(Data for this task)

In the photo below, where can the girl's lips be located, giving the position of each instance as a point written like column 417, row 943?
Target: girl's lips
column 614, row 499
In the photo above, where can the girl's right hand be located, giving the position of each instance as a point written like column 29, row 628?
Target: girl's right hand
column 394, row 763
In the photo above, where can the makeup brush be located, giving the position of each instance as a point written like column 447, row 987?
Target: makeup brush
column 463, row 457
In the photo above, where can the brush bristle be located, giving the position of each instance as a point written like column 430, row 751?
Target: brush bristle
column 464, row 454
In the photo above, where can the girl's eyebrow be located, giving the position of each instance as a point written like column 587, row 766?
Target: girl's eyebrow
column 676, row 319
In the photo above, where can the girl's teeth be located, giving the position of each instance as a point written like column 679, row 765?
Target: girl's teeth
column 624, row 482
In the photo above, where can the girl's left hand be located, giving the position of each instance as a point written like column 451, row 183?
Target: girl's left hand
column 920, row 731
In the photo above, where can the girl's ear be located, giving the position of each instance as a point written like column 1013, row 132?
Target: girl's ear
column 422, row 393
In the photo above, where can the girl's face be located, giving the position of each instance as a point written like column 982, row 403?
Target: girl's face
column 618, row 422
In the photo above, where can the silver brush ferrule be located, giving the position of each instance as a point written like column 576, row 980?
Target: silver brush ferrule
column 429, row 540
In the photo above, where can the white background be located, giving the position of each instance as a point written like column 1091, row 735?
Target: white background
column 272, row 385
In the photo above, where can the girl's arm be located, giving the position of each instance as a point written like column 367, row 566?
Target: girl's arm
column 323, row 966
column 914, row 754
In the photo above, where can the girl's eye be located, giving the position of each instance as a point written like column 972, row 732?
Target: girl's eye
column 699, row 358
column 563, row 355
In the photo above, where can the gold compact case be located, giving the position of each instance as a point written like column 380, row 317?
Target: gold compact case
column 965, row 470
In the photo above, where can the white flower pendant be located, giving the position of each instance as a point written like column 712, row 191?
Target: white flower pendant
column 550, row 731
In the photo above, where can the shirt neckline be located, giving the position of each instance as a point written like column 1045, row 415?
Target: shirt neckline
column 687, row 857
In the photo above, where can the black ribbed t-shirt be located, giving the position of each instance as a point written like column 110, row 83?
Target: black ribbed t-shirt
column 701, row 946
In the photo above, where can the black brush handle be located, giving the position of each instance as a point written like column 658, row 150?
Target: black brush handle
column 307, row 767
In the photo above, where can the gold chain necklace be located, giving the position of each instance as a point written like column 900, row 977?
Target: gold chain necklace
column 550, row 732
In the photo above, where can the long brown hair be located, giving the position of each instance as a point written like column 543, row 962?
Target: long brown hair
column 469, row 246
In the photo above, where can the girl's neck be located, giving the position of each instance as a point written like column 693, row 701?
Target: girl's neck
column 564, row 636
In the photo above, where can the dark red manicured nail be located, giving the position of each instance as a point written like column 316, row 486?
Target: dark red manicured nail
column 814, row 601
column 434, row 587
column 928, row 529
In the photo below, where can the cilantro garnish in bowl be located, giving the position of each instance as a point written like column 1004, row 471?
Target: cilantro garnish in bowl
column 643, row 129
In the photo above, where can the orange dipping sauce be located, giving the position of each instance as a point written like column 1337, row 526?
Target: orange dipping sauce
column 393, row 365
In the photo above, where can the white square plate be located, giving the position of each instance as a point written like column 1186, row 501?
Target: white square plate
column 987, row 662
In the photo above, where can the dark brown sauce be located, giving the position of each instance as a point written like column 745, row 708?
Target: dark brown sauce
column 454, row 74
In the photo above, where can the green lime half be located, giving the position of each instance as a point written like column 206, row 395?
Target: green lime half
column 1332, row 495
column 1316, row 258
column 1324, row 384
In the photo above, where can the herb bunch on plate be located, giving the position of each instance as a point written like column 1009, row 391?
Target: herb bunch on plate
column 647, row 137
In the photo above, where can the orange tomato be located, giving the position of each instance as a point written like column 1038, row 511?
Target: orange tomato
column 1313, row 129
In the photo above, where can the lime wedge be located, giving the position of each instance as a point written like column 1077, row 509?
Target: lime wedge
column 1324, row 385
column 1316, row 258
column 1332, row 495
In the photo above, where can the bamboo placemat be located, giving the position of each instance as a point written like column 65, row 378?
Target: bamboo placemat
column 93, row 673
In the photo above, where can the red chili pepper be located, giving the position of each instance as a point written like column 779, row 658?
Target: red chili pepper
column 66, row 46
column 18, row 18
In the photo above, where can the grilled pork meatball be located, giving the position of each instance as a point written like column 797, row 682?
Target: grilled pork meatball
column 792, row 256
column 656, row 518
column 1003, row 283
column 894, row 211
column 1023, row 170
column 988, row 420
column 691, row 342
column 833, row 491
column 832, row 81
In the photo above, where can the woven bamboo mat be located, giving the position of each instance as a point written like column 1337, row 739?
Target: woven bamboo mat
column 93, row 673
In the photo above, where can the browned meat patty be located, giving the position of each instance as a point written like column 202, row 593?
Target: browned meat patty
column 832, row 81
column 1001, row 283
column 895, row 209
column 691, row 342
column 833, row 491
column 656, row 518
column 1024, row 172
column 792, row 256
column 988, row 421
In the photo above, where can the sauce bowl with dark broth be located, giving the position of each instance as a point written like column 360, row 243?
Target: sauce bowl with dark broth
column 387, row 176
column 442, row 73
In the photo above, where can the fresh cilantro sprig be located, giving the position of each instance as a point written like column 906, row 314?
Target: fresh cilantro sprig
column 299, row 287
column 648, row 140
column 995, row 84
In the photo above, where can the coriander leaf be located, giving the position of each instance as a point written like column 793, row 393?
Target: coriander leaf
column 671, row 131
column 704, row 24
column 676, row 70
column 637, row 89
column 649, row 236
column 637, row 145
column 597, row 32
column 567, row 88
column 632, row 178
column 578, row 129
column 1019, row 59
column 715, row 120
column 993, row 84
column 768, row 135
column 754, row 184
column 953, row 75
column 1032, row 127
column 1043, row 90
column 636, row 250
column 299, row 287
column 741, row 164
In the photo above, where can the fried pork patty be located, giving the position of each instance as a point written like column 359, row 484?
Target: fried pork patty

(What is needed)
Only the lines containing the string "fried" are needed; pull them out of the records.

(Expected answer)
In the photo above, where can the fried pork patty be located, giving the position of each instance as a point written like column 359, row 484?
Target: fried pork patty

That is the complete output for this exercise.